--- Start of Listing ---

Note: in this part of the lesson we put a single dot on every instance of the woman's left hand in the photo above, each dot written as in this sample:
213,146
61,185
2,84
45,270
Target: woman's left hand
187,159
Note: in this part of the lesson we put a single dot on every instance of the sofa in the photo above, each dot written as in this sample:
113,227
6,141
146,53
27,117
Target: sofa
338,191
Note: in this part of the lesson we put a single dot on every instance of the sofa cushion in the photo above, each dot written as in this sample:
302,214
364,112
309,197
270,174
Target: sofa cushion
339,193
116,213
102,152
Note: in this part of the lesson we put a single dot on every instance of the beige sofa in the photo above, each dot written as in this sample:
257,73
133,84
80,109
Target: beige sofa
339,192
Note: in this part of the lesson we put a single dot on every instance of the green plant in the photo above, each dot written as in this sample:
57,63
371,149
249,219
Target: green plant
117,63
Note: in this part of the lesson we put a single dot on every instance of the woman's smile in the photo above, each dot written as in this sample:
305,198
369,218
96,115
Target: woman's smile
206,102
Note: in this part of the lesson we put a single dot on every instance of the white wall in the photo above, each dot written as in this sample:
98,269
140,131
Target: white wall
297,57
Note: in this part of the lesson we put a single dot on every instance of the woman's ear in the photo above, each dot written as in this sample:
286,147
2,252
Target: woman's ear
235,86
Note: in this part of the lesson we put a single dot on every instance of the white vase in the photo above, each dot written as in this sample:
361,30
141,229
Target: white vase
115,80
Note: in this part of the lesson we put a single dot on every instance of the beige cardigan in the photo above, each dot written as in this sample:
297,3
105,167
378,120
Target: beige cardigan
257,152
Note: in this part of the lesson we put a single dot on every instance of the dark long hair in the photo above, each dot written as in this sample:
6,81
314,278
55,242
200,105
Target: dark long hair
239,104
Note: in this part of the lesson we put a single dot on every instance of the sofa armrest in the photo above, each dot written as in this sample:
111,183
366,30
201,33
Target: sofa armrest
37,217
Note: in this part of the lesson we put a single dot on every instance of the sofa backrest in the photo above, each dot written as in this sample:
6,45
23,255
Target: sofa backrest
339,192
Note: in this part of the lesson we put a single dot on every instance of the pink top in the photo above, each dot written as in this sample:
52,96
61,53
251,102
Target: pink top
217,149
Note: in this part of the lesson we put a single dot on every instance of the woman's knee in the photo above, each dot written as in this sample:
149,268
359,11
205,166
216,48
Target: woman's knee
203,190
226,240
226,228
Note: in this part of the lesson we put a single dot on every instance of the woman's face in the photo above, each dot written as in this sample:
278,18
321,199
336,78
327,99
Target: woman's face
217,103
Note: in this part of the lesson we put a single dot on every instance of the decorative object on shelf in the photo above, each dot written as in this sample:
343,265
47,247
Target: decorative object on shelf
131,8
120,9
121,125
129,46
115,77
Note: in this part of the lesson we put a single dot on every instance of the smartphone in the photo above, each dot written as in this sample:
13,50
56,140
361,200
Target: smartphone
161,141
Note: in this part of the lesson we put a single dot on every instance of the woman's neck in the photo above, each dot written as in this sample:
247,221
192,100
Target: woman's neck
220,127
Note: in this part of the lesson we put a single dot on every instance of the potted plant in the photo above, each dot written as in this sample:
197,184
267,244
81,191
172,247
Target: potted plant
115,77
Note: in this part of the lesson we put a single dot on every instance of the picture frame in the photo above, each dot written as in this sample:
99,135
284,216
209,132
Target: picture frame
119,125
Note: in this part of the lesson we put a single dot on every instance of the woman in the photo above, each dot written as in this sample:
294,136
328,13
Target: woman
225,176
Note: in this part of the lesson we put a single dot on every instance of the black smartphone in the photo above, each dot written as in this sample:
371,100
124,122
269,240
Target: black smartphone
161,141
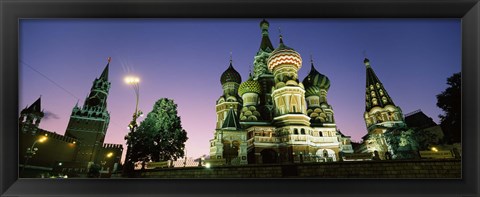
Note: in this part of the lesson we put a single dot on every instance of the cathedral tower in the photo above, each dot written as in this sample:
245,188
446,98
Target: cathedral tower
316,88
89,123
263,75
30,117
379,106
249,91
288,94
230,81
384,121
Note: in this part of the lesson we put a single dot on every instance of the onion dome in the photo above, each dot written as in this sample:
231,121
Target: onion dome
284,55
265,45
249,86
230,75
314,82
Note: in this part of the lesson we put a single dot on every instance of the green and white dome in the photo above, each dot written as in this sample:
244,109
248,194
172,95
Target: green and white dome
249,86
314,82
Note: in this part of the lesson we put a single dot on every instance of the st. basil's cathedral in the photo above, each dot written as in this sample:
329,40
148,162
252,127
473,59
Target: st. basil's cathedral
273,117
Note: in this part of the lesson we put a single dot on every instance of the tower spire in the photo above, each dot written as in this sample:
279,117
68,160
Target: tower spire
266,44
280,34
376,94
105,70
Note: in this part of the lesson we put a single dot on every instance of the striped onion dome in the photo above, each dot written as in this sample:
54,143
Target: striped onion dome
230,75
314,82
284,55
249,86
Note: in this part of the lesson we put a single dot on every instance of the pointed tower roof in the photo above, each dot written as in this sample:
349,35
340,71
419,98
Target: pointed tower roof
105,70
376,94
315,81
266,44
230,75
284,55
36,106
231,121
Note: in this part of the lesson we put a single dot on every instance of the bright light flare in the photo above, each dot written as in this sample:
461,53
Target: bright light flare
43,139
132,80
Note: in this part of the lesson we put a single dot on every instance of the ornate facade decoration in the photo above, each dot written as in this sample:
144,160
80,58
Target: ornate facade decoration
272,117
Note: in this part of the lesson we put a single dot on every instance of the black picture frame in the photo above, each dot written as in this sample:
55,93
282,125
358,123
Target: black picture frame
11,11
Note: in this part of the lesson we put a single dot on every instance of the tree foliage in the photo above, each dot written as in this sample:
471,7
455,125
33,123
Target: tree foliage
450,102
160,136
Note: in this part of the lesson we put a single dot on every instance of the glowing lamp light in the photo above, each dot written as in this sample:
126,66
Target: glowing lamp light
132,80
43,139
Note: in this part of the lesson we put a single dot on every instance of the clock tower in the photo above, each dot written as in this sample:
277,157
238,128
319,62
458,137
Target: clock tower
89,123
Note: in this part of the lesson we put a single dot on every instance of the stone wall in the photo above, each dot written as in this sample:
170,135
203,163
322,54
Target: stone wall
450,168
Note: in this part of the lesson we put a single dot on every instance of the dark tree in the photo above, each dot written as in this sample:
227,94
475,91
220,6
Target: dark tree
450,102
160,136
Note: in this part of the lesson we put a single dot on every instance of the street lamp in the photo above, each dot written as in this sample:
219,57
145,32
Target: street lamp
134,82
32,150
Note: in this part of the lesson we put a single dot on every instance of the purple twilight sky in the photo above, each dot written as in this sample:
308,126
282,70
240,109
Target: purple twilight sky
183,59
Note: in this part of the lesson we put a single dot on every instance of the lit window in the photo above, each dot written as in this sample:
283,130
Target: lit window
384,99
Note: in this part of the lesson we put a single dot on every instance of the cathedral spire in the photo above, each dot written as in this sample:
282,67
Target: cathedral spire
266,44
376,94
280,34
105,70
231,121
36,106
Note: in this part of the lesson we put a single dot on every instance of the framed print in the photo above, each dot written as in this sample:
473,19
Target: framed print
239,98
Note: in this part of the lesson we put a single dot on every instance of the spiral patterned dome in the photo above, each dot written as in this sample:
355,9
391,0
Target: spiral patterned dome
230,75
314,82
250,85
284,55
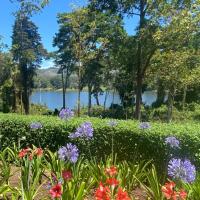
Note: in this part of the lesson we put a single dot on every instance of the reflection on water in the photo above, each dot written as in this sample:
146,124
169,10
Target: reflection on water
53,99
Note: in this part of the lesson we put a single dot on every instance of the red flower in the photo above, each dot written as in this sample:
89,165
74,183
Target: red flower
67,175
111,171
56,191
182,194
167,190
23,152
122,195
38,151
112,182
102,193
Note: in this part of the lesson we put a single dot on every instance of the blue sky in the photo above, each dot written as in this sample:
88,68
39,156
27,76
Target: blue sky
46,21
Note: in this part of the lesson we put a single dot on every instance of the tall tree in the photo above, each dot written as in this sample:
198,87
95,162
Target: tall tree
27,51
86,34
151,16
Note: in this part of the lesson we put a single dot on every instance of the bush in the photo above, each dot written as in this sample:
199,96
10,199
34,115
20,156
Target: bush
130,142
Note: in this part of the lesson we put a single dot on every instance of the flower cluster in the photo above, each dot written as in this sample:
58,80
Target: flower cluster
181,170
144,125
56,191
30,153
111,190
35,125
170,193
69,152
172,142
66,113
84,131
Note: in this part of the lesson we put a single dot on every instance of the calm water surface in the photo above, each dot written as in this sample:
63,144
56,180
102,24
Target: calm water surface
53,99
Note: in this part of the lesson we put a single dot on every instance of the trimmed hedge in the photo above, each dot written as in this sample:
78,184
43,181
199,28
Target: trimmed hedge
130,142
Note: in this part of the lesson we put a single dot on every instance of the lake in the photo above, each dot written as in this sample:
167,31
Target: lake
53,99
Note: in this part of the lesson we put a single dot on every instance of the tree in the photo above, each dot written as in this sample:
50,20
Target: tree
86,35
152,15
27,51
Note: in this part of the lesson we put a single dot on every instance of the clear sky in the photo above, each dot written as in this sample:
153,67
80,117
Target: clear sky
46,21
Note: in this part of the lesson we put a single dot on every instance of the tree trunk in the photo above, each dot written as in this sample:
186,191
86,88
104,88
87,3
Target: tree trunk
184,97
14,102
25,99
170,105
160,95
97,99
79,90
140,72
63,88
89,99
105,100
138,98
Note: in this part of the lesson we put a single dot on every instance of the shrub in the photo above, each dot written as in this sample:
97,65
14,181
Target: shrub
130,142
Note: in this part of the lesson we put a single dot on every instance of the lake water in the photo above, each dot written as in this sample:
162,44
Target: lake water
53,99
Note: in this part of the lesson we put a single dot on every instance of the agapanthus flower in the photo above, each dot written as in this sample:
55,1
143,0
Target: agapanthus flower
111,171
112,182
183,194
56,191
35,125
122,195
168,189
66,175
85,130
182,170
112,123
66,113
102,192
69,152
172,141
144,125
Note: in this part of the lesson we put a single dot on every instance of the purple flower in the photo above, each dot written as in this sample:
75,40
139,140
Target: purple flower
68,152
35,125
144,125
66,113
84,131
112,123
182,170
172,141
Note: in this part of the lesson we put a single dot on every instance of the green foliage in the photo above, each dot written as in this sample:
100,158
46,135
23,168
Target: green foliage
129,140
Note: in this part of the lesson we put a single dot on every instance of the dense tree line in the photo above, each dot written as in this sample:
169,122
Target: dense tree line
163,54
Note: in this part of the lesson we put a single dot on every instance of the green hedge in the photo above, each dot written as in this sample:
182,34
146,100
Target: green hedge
130,142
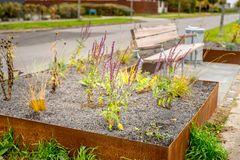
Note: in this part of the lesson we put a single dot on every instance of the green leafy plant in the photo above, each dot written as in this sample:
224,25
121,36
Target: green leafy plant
125,56
36,92
144,82
118,90
76,60
169,88
10,150
91,80
205,145
86,154
57,68
236,32
7,53
50,150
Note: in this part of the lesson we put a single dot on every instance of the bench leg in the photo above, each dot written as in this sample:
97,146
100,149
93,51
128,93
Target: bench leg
195,58
182,67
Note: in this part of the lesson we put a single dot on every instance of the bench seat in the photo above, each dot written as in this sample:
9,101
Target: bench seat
178,53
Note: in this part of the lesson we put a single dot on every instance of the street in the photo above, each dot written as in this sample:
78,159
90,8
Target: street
33,50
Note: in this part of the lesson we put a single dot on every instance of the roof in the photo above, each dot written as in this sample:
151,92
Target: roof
20,1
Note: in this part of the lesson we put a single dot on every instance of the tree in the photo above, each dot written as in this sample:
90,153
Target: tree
212,3
238,4
222,3
201,4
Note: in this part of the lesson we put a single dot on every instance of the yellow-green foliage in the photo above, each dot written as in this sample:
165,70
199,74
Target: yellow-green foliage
144,82
167,89
125,56
236,32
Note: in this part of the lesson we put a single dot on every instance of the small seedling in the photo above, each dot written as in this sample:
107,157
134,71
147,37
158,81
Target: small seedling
125,56
118,87
7,53
37,89
167,89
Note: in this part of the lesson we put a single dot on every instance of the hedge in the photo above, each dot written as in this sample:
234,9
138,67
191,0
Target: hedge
108,9
63,10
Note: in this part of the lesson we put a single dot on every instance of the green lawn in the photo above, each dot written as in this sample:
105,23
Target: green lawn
179,16
61,23
212,35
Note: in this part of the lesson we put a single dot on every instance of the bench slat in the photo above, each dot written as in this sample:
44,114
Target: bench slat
155,40
180,52
145,32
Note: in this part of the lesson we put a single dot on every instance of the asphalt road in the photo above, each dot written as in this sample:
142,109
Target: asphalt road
33,50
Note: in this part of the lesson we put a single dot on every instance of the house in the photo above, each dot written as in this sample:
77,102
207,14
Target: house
139,6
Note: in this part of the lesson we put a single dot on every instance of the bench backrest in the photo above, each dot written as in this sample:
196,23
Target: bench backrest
153,37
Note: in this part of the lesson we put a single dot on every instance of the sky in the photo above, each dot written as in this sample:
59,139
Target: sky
232,1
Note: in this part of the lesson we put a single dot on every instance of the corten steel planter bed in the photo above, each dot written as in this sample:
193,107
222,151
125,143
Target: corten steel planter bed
111,148
221,56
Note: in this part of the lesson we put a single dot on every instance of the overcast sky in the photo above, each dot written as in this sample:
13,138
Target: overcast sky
232,1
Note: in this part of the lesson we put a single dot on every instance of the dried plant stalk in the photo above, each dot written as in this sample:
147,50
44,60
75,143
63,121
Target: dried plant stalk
7,53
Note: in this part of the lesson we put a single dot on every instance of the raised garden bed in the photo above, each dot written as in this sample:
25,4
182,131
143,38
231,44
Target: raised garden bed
221,56
73,123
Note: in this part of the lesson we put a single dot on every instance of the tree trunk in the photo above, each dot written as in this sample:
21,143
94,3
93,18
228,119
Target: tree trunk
221,29
79,9
179,7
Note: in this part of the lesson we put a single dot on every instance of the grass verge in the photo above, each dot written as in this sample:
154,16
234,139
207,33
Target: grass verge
11,149
179,16
204,144
62,23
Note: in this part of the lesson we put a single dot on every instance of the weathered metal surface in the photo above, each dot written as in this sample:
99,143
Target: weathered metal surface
110,148
221,56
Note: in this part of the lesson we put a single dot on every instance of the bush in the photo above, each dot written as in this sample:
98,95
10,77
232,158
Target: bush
66,10
231,10
11,10
205,145
108,9
35,9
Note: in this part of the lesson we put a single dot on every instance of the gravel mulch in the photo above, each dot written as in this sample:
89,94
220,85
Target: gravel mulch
68,108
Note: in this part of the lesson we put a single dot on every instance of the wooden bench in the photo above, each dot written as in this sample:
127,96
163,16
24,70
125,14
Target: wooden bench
154,37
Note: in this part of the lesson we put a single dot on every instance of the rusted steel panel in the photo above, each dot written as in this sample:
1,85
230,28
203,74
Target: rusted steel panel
221,56
110,148
178,148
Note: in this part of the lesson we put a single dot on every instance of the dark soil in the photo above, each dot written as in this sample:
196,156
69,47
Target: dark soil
144,121
218,46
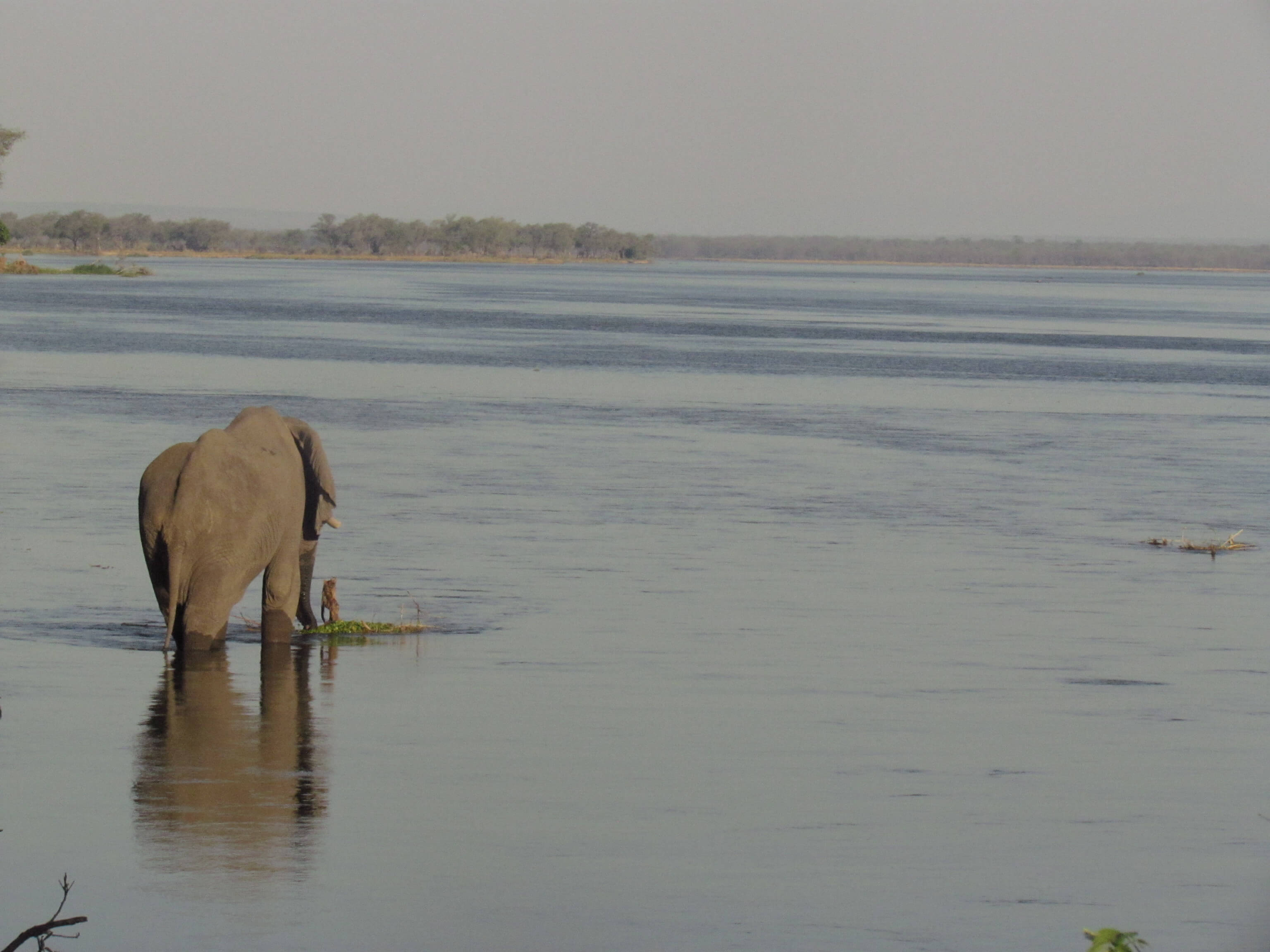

--- End of Listing ---

**Task**
Report every line of the data above that contains the word "stalk", copying each line in full.

**Finished answer**
Note: in this part of the lesson we put a single dot on every instance of the dried plant stalk in the photo above, each dot written as in this sample:
Target: dried plant stalk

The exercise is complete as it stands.